# To-do list:
a) Please transcribe the passage of the graphic novel review starting with "What seems cut" and going on through "work is marketed.".
b) According to the graphic novel review, what does the small logo in the bottom right-hand corner of the cover say?
c) Take the graphic novel review further, picking up after its last sentence.

What seems cut and dry, from a paranormal perspective at least, turns out to be nothing of the sort, and Constantine must unravel mysteries within mysteries if he is ever able to escape the job he has accepted. To say any more about the plot would give way too much away, so I’ll leave the basic story outline right there and instead evaluate the novel manner in which this work is marketed.
The new Vertigo Crime imprint is unlike most other graphic novels on the market today. In fact, at first I wasn’t sure it even was a graphic novel. The only tell is a small logo in the bottom right-hand corner of the cover that states, “A Graphic Mystery.” Otherwise, it’s published in hardback in a much smaller form factor than traditional comics. It’s an eye-catching throwback to the pulp roots of mystery fiction, and one that DC is already exploiting with a number of other artists and writers. Based on this one work alone it’s hard to tell if it will be a successful venture for the company, but I certainly appreciate the experiment.

# Data:
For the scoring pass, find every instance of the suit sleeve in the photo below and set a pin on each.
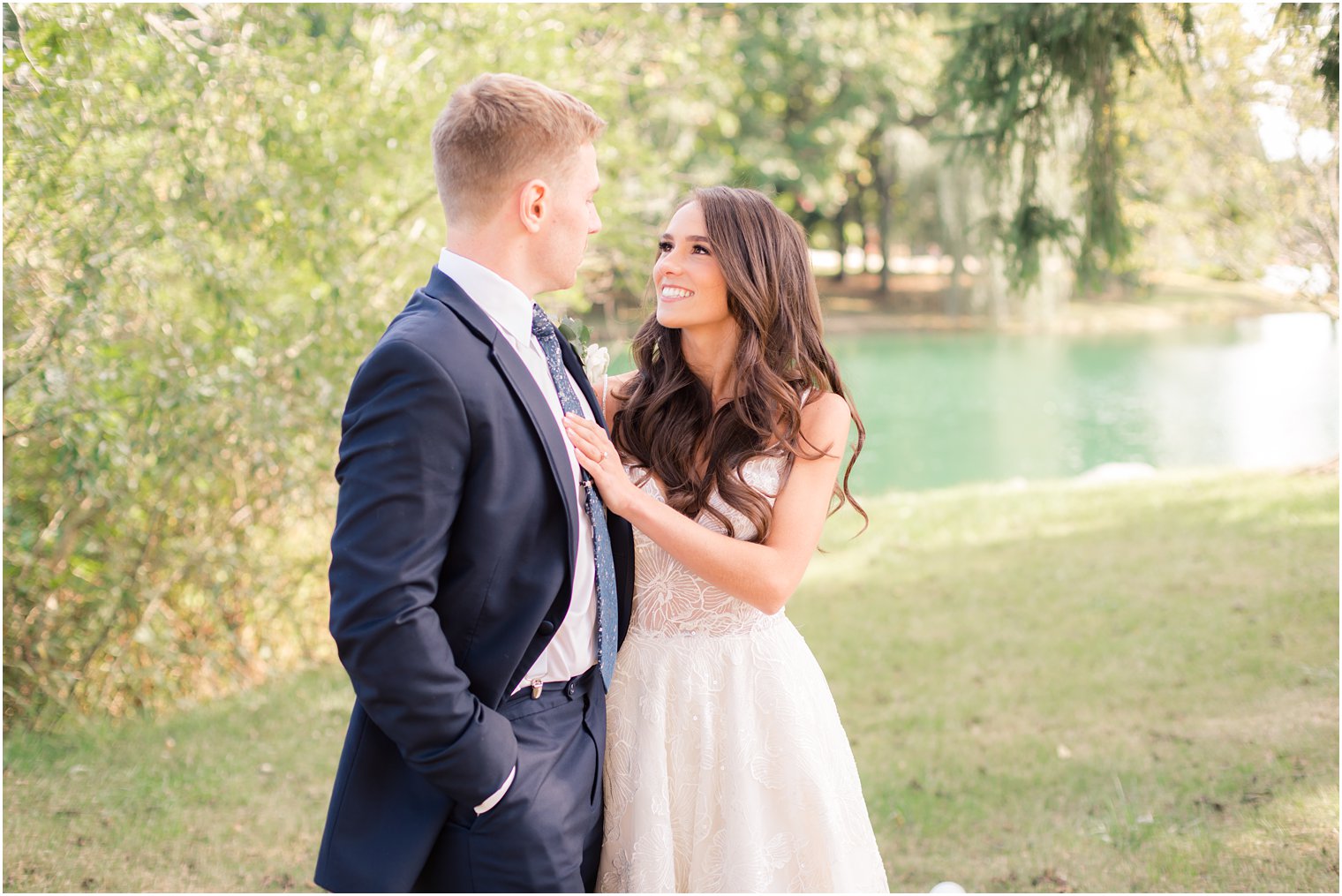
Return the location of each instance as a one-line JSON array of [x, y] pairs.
[[403, 459]]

# Results of the tasks:
a)
What seems cut and dry, from a paranormal perspective at least, turns out to be nothing of the sort, and Constantine must unravel mysteries within mysteries if he is ever able to escape the job he has accepted. To say any more about the plot would give way too much away, so I’ll leave the basic story outline right there and instead evaluate the novel manner in which this work is marketed.

b) It says "A Graphic Mystery."

c)
It’s also odd that Ian Rankin gets HUGE billing as the author on the cover, while the artist, Werther Dell’edera gets only a third of the font size for his name in spite of his monumental contribution to the work as a whole. Certainly I realize Rankin’s name is more marketable, but downplaying the artist in a work of graphic fiction speaks of disrespect for the content and the creator.
Considering Rankin’s inexperience in the field of conventional comics, he does an admirable job of staying consistent with the Constantine character within this stand-alone story. Likewise, Dell’edera is strongest when depicting Constantine’s menagerie of a British-noir life. Where both writer and artist lose focus is when the supernatural elements become the crux of the plot. Dell’edera is quite good at depicting the mean streets of London, but his Hell is amorphous, at best. Likewise, Rankin’s plot goes off the rails when he twists the story more towards gore than grime.
Vertigo Crime has a long way to go to firmly establish its imprint. Is it primarily crime comics, mystery comics, horror comics, or some unknown hybrid of the three? Still, it’s welcome to see DC trying so many new ways to deliver graphic literature into the hands of those unfamiliar with it, and attracting readers with known writing talent is a good start.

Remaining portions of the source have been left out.